WHAT TO DO
List every line in the records below that contains the word "riding", copying each line in full.

PROVIDED RECORDS
━━━━━━

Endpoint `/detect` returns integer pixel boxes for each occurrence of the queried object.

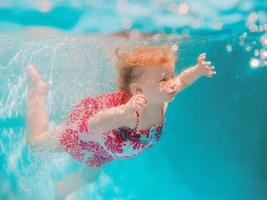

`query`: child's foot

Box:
[28,64,48,96]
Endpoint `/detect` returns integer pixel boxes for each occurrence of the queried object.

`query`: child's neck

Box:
[144,103,163,114]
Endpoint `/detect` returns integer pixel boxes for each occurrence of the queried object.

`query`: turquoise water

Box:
[0,0,267,200]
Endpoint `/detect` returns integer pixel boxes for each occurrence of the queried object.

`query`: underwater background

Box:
[0,0,267,200]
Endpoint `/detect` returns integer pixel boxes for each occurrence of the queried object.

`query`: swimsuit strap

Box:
[134,107,164,131]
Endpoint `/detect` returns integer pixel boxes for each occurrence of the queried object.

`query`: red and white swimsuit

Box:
[59,91,166,167]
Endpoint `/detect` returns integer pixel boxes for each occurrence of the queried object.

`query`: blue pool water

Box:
[0,0,267,200]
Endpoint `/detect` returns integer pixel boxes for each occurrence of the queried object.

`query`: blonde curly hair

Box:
[115,45,176,94]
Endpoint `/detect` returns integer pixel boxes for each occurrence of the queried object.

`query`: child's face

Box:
[135,64,176,104]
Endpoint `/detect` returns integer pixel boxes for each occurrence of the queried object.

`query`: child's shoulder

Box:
[94,90,130,107]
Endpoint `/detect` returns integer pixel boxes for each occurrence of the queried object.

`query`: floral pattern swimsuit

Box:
[59,91,166,167]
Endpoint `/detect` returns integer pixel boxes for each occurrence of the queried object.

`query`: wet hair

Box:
[115,46,176,94]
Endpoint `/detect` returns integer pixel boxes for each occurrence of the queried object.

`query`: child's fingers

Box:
[198,53,206,62]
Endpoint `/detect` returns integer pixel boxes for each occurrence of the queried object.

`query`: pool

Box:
[0,0,267,200]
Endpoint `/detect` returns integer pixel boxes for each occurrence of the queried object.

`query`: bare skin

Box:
[27,65,101,200]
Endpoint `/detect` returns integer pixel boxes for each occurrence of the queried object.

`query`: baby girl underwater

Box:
[27,45,216,200]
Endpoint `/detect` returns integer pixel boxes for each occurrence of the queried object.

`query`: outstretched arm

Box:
[175,53,216,93]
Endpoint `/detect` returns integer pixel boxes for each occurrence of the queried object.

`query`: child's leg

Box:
[27,65,62,152]
[55,167,102,200]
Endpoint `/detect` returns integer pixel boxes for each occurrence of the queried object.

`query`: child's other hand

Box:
[196,53,216,77]
[125,94,147,117]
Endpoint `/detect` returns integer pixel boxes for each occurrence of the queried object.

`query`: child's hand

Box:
[196,53,216,77]
[125,94,147,117]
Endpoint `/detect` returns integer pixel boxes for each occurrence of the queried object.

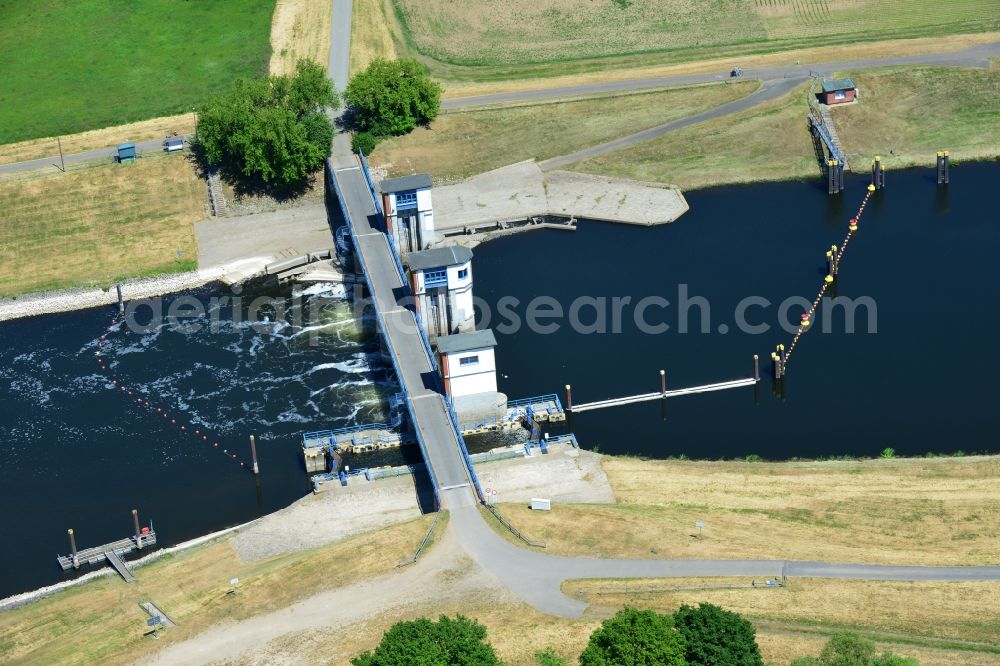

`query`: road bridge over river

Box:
[314,5,1000,617]
[327,151,481,508]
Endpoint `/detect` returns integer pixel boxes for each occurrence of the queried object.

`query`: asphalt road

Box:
[441,42,1000,109]
[538,78,808,171]
[0,41,1000,179]
[318,15,1000,617]
[450,507,1000,617]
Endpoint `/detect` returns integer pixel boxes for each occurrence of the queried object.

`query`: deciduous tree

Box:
[674,604,764,666]
[344,58,441,144]
[580,607,685,666]
[196,60,339,188]
[351,615,500,666]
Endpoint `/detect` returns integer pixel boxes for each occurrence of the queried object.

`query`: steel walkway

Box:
[328,155,479,508]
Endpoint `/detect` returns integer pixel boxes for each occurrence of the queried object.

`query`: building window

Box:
[424,268,448,287]
[396,192,417,210]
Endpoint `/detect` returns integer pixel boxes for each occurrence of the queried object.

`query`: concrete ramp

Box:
[434,160,688,234]
[104,550,135,583]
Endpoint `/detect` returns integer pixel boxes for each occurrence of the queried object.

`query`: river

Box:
[0,164,1000,596]
[473,163,1000,460]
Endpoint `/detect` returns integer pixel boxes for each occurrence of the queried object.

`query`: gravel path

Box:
[233,445,614,561]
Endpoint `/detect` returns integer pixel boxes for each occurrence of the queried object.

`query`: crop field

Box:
[0,0,275,144]
[394,0,1000,66]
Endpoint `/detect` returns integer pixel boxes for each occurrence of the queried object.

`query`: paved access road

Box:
[322,19,1000,617]
[441,42,1000,109]
[450,506,1000,617]
[0,41,1000,174]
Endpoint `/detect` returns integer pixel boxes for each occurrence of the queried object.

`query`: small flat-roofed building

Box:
[116,143,136,164]
[407,245,476,337]
[379,173,434,254]
[437,329,497,398]
[437,329,507,424]
[821,79,858,104]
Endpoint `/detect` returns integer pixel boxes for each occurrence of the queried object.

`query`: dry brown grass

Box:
[0,517,431,664]
[282,579,1000,666]
[348,0,399,75]
[269,0,333,74]
[0,154,206,295]
[484,457,1000,565]
[0,113,194,164]
[440,31,1000,99]
[571,85,819,189]
[395,0,1000,67]
[564,578,1000,647]
[371,81,759,183]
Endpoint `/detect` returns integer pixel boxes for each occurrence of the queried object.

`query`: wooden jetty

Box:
[56,523,156,583]
[566,377,759,413]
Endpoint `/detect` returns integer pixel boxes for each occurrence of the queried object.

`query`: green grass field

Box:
[0,0,275,144]
[393,0,1000,67]
[371,81,759,184]
[571,63,1000,189]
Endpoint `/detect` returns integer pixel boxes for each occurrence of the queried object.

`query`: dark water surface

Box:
[0,288,398,596]
[474,164,1000,459]
[0,164,1000,596]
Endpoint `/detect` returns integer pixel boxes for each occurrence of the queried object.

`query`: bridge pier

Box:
[937,150,950,185]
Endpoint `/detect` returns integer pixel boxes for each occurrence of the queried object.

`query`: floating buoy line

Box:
[96,312,247,469]
[771,184,875,379]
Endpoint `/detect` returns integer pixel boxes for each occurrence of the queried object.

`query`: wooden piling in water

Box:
[132,509,142,550]
[937,150,949,185]
[66,527,80,569]
[872,155,885,190]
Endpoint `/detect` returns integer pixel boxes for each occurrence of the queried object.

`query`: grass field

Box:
[830,61,1000,168]
[0,516,431,665]
[394,0,1000,66]
[484,457,1000,565]
[0,0,275,144]
[564,578,1000,660]
[300,578,1000,666]
[269,0,334,74]
[0,112,195,164]
[0,153,206,296]
[371,81,758,183]
[572,63,1000,189]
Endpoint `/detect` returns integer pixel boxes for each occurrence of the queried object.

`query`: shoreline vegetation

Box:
[0,454,1000,664]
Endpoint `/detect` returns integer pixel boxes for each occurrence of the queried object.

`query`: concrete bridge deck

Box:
[329,155,478,508]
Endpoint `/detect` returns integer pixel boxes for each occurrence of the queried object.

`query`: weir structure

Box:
[326,154,483,508]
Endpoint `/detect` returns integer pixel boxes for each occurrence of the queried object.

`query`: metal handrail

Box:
[396,506,444,569]
[482,502,545,548]
[358,148,385,216]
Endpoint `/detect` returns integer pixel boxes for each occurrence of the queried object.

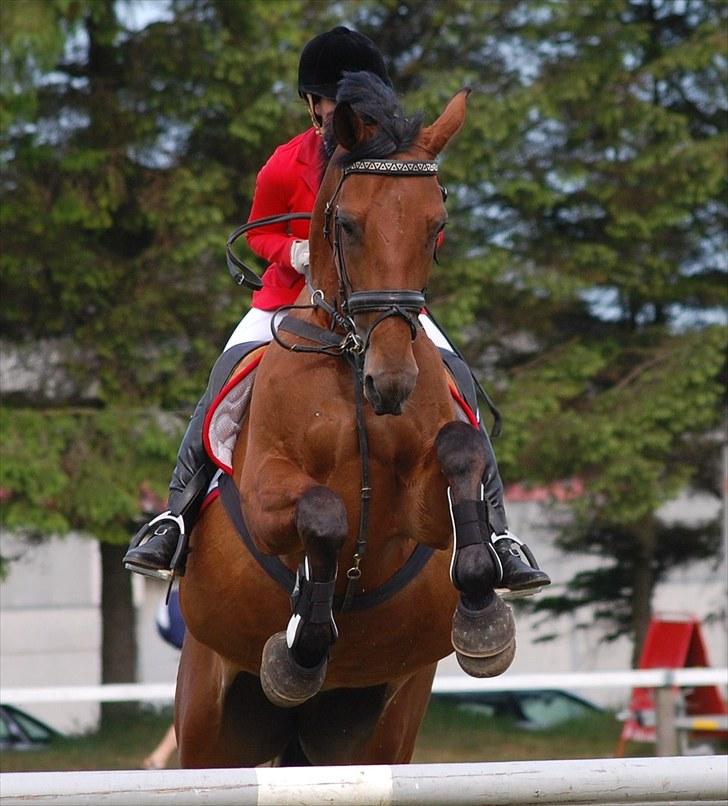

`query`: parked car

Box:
[432,689,604,730]
[0,705,61,750]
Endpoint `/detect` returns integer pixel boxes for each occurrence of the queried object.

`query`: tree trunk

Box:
[100,542,137,726]
[632,524,655,669]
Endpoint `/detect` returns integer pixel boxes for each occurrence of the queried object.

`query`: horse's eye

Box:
[339,218,359,237]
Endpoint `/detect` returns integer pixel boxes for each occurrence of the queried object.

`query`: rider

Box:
[124,27,550,591]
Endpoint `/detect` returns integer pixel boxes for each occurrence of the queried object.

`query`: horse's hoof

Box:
[260,632,328,708]
[451,594,516,658]
[455,638,516,677]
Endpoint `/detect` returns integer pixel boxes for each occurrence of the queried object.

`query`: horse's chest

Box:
[300,406,432,476]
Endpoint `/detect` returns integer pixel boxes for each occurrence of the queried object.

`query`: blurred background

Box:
[0,0,728,764]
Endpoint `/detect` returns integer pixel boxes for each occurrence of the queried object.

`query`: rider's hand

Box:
[291,241,308,274]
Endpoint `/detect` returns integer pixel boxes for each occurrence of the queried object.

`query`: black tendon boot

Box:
[481,428,551,595]
[123,342,262,579]
[440,350,551,595]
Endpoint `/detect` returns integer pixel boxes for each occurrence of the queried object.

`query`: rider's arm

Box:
[245,154,301,279]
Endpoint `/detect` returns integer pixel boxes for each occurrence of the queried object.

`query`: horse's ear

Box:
[419,87,470,157]
[334,101,364,151]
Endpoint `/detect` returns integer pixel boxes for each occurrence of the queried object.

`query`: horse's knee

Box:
[296,485,348,556]
[435,422,487,496]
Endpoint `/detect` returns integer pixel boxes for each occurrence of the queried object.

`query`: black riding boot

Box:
[123,342,262,579]
[440,350,551,593]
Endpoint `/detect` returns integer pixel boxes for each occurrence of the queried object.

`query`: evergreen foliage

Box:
[0,0,728,656]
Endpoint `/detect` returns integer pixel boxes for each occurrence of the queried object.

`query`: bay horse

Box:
[175,73,515,767]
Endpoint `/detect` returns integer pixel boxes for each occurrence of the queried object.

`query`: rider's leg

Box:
[124,342,260,578]
[419,314,551,591]
[124,308,273,578]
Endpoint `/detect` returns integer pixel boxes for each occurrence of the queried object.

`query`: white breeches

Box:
[225,308,453,352]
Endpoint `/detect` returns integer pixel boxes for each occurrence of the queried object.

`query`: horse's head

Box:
[311,73,468,414]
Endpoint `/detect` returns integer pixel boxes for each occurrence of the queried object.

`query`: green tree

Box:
[0,0,330,700]
[353,0,728,654]
[0,0,728,676]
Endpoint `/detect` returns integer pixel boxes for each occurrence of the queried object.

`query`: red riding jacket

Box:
[245,128,324,311]
[245,127,444,311]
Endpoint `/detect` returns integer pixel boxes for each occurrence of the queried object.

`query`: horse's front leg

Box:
[245,464,348,708]
[435,422,516,677]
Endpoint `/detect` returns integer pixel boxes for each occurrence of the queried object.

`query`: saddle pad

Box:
[202,347,265,474]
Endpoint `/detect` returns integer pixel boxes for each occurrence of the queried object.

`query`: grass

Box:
[0,701,654,772]
[413,700,624,763]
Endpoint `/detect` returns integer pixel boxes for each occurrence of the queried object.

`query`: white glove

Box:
[291,241,309,274]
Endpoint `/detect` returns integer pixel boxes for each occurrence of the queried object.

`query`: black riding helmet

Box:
[298,25,392,101]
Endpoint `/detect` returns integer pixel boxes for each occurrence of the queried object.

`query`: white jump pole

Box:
[0,756,728,806]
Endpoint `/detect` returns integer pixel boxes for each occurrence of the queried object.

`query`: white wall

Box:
[0,533,101,732]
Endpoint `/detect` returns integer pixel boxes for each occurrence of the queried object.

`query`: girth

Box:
[218,474,435,612]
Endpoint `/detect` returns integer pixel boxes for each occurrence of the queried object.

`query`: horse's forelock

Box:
[336,71,423,165]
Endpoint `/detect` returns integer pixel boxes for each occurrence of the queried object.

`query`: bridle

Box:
[318,159,438,353]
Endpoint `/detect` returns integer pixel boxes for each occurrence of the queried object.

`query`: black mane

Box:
[336,71,423,165]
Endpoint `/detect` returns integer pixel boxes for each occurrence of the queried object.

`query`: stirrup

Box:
[124,510,187,584]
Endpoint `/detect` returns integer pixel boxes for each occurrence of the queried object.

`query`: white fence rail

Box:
[0,668,728,705]
[0,756,728,806]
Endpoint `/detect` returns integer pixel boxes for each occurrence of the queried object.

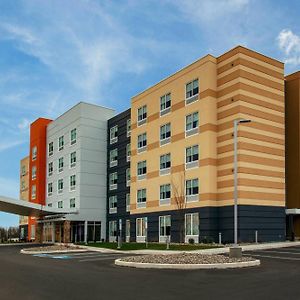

━━━━━━

COMPLETED TASK
`query`: black riding boot
`query`: red riding jacket
`query`: black riding helmet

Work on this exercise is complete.